(Problem): Starting at the top of the records below and ending with the line that contains "box: [14, 538, 693, 600]", print each line exactly as written, skipping the pictures.

(Dataset entries):
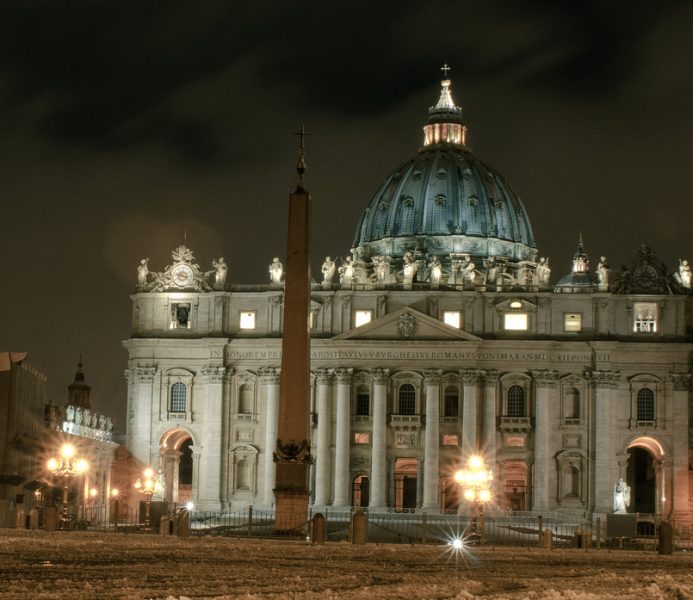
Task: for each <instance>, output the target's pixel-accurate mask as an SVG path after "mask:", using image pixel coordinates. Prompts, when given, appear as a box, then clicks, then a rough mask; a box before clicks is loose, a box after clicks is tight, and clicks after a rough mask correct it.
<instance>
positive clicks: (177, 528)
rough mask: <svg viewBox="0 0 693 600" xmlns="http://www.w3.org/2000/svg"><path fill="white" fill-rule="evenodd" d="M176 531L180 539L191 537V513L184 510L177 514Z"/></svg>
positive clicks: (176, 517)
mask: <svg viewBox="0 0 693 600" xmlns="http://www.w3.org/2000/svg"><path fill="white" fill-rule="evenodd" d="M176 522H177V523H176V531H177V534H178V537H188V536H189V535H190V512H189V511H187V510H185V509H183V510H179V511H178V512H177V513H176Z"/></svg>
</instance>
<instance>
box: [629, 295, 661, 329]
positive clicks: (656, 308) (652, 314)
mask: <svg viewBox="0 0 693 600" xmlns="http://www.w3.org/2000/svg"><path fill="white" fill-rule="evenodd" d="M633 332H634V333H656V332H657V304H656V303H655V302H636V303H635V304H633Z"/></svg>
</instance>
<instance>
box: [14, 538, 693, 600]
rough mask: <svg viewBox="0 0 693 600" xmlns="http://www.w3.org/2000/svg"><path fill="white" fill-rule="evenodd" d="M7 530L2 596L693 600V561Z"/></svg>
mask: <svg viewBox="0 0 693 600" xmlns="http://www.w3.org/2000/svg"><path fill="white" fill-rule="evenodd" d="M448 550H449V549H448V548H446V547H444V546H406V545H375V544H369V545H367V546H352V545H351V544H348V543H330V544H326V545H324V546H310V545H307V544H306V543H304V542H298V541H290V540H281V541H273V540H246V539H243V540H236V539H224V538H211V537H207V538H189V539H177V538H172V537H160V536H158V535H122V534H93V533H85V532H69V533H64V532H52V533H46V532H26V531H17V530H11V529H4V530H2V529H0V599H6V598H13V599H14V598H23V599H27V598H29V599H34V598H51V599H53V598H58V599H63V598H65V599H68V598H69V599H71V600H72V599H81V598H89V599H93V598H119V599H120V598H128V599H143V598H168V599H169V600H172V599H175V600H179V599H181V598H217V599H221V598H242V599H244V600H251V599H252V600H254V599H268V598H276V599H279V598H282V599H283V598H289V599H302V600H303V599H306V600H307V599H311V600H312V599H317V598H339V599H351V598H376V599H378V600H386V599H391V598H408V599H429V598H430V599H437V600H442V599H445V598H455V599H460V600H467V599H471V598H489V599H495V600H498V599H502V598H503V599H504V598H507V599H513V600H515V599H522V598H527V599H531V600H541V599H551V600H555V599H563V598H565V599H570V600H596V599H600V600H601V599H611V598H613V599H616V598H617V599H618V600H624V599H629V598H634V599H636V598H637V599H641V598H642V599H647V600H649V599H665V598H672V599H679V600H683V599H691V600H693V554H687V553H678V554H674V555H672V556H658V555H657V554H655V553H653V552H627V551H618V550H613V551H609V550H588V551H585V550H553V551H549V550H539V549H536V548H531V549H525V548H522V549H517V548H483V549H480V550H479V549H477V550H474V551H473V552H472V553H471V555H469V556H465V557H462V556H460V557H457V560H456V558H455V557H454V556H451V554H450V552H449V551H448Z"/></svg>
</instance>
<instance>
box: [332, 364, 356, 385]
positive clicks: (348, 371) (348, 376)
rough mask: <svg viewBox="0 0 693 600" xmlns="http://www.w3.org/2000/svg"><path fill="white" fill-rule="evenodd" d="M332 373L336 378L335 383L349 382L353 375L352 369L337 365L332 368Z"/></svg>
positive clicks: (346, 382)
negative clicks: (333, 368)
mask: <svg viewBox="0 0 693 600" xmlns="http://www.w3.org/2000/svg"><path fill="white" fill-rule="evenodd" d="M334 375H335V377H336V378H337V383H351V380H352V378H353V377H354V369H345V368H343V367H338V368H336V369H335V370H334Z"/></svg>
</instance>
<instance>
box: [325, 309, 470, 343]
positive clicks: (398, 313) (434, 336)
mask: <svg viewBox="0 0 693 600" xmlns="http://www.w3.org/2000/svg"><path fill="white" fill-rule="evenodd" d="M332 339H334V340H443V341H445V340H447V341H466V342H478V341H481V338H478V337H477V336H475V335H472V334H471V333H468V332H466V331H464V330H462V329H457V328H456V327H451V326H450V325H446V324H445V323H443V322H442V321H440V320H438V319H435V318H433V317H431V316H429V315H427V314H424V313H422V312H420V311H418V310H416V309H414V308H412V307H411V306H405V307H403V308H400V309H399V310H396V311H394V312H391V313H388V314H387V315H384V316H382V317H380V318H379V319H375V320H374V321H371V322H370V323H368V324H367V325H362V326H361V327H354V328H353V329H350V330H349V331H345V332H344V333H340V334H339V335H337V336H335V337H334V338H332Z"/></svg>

(Response below):
Task: for each <instance>, output the target's pixel-accurate mask as an SVG path after "mask:", using image pixel coordinates. Prompts, when given, appear as a box, then clicks, then a rough mask; a box before clicks is loose, a box after clicks is tight, and clicks after a rough mask correct it.
<instance>
positive clicks: (177, 528)
rough mask: <svg viewBox="0 0 693 600" xmlns="http://www.w3.org/2000/svg"><path fill="white" fill-rule="evenodd" d="M176 531L180 539L191 537V513L184 510L177 514Z"/></svg>
positive clicks: (176, 517)
mask: <svg viewBox="0 0 693 600" xmlns="http://www.w3.org/2000/svg"><path fill="white" fill-rule="evenodd" d="M176 522H177V523H176V531H177V534H178V537H188V536H189V535H190V512H189V511H187V510H185V509H183V510H179V511H178V512H177V513H176Z"/></svg>
</instance>
<instance>
box: [629, 295, 661, 329]
positive clicks: (656, 308) (652, 314)
mask: <svg viewBox="0 0 693 600" xmlns="http://www.w3.org/2000/svg"><path fill="white" fill-rule="evenodd" d="M633 332H634V333H656V332H657V304H656V303H655V302H636V303H635V304H633Z"/></svg>
</instance>
<instance>
box: [14, 538, 693, 600]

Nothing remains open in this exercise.